### What is expected
The response should consist of every line below, restated exactly, with no pictures.

### Exercise data
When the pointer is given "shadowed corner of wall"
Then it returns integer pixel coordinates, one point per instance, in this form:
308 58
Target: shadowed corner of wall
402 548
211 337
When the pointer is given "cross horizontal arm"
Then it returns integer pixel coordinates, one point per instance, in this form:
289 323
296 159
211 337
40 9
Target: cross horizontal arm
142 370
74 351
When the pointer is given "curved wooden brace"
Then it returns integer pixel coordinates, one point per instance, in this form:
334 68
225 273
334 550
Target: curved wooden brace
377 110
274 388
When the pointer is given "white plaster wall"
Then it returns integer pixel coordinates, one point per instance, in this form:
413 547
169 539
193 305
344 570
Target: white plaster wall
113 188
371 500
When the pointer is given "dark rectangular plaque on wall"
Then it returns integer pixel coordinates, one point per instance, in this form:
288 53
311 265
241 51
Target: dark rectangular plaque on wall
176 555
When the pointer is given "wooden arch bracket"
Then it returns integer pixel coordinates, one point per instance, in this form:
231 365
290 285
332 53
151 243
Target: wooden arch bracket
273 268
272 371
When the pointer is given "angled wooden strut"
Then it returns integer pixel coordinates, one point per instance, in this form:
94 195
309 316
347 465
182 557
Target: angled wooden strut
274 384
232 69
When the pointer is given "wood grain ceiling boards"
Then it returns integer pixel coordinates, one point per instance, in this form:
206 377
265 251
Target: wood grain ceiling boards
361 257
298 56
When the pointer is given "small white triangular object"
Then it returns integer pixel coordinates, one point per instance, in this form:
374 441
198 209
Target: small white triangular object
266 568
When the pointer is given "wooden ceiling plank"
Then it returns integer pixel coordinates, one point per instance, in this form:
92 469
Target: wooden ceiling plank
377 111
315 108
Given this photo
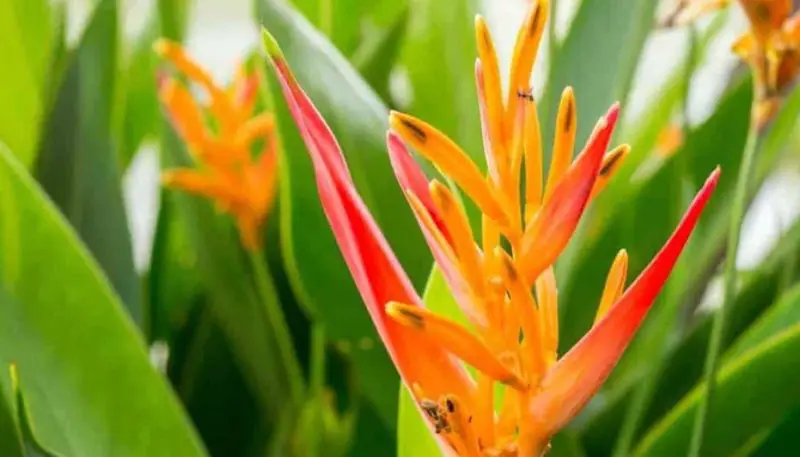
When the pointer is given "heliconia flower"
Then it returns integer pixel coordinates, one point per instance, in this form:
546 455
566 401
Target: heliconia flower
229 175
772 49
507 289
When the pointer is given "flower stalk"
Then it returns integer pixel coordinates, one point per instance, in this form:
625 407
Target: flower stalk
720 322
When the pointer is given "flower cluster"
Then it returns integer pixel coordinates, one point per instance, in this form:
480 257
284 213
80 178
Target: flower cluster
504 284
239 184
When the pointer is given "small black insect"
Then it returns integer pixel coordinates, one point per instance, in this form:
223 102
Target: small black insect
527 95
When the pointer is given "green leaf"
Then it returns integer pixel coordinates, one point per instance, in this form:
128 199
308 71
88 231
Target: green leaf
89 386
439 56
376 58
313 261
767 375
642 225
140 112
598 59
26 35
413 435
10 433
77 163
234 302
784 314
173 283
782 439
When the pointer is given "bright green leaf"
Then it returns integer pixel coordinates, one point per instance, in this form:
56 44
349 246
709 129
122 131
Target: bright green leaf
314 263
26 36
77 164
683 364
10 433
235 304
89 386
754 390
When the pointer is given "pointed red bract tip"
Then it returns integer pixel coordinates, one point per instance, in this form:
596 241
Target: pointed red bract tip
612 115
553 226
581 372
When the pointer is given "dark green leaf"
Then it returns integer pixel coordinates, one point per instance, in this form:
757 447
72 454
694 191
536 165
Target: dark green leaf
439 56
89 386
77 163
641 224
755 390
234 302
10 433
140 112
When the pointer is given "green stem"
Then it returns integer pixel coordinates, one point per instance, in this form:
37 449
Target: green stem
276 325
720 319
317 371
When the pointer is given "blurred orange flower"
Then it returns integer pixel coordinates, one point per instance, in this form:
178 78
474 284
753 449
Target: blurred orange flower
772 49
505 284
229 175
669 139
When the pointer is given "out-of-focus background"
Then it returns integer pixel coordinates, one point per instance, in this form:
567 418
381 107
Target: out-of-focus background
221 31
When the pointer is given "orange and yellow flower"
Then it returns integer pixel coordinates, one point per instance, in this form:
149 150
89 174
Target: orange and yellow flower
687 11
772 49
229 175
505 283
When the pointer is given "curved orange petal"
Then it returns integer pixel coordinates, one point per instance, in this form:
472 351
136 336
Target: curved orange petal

### Result
When the pointer is given "shadowed corner of wall"
Then it returns integer pixel coordinates, one point per instance, in this form:
308 58
Target: shadowed corner of wall
402 548
211 337
When the pointer is given "cross horizontal arm"
Then it returns integer pixel coordinates, one point per instance, in this form:
289 323
296 159
211 337
40 9
Target: cross horizontal arm
142 370
74 351
When the pointer is given "curved wooden brace"
Then it returns integer pixel coordinates, one point per instance, in this form:
334 68
225 273
334 550
Target: curved wooden brace
377 110
274 388
When the pointer is given "white plaster wall"
Then it returns integer pixel coordinates, one point per instance, in this form:
413 547
169 539
193 305
344 570
Target: white plaster wall
113 188
371 500
When the pointer is given "dark rectangular plaque on wall"
Then it returns integer pixel coordinates, one point per instance, in this form:
288 53
311 265
241 51
Target: dark rectangular plaque on wall
176 555
When the pointer is given "wooden arch bracket"
Then it returns integer pixel coordinates, one point per instance, in this form:
231 365
290 285
332 53
151 243
Target: wooden arch bracket
273 268
272 371
When the pointer is given "angled wooden strut"
Then it returns integer pixel coordinates, one point per instance, in this form:
94 195
309 316
347 465
182 557
Target: angled wooden strut
274 384
232 69
When the pointer is given "wood grain ceiling boards"
Then it returns integer pixel coordinates, one point per instance, in this form:
206 377
265 251
Target: wood grain ceiling boards
361 257
298 56
When the pointer is given "small white triangular object"
Then it returns integer pixel coordinates, one point per instance, in this form:
374 441
198 209
Target: small white triangular object
266 568
When the pointer is given "wooden ceiling plank"
Then it returns integer pixel coordinates, one point per instance, in this form:
92 469
Target: wooden ceiling plank
377 111
315 108
Given this photo
When the pointer is given "heliconia flower"
Then it returns integer pixel coordinates, one point per instance, in this form:
546 455
566 401
Target: heliconia flower
229 175
772 49
507 289
When the pointer is given "flower stalk"
Then it returns integer pixel coordinates, one point per instance, in this form:
625 407
Target: flower stalk
720 322
When the pointer is given "flower cluster"
Then it returns integer pixel coordinates, one point per instance, in this form:
480 257
284 213
80 178
Target: flower cluster
504 284
239 184
When the pointer is given "small black insect"
Then it returns integer pixel coordinates, one point per instance, in this form:
223 102
Target: small black insect
527 95
When the pointer is given "green leaf"
Then it returns integer pixel coordinates, one point per instance, in this form:
128 199
308 71
88 231
Target: green leaf
89 386
439 56
376 58
313 261
767 375
642 225
140 112
598 59
26 35
413 435
10 433
77 163
234 302
784 314
173 283
782 439
When the pointer is given "bright green leaf"
Then it returns integer pixel coordinates, one point per instance, in this form:
56 44
349 246
709 129
122 131
Target: bright green leaf
314 263
26 36
77 164
683 364
10 433
235 304
89 386
754 390
When the pointer is given "pointed red bract tip"
Then it returns integer pixel coordinates, one point per instance, in this form:
596 241
Target: pointed red bract tip
612 115
553 226
581 372
When the pointer is given "dark green leaf"
Then it returns integer pixel coordinates, one point per instance, in this form:
757 447
72 454
694 191
536 165
Target: dark green leaf
439 56
89 386
77 163
641 224
755 390
234 302
10 433
140 112
When the pointer is given "green stem"
Then it returns integer pixel coordinates, one point per instance, in this form:
37 449
Target: green stem
276 325
720 319
317 371
When the pointer is given "blurred orange flower"
Then it returns integer pixel coordinates, one point per instance, in this form:
178 78
474 284
753 449
Target: blurred orange flower
772 49
505 284
229 175
669 139
When the pointer is given "out-of-focus background"
Then it returns integer pixel coordinates, one point per instance, in this form:
567 418
381 107
Target: out-of-focus background
221 31
When the pointer is given "orange and yellow flower"
Then it returns integer pixel coordinates, one point per instance, in this form:
149 150
89 174
Target: orange and yellow flower
687 11
772 49
229 175
505 283
When the pointer is given "curved orange petal"
Then it returns integer pixel coordinates, one point per instance, in this form:
472 351
136 336
Target: curved orange petal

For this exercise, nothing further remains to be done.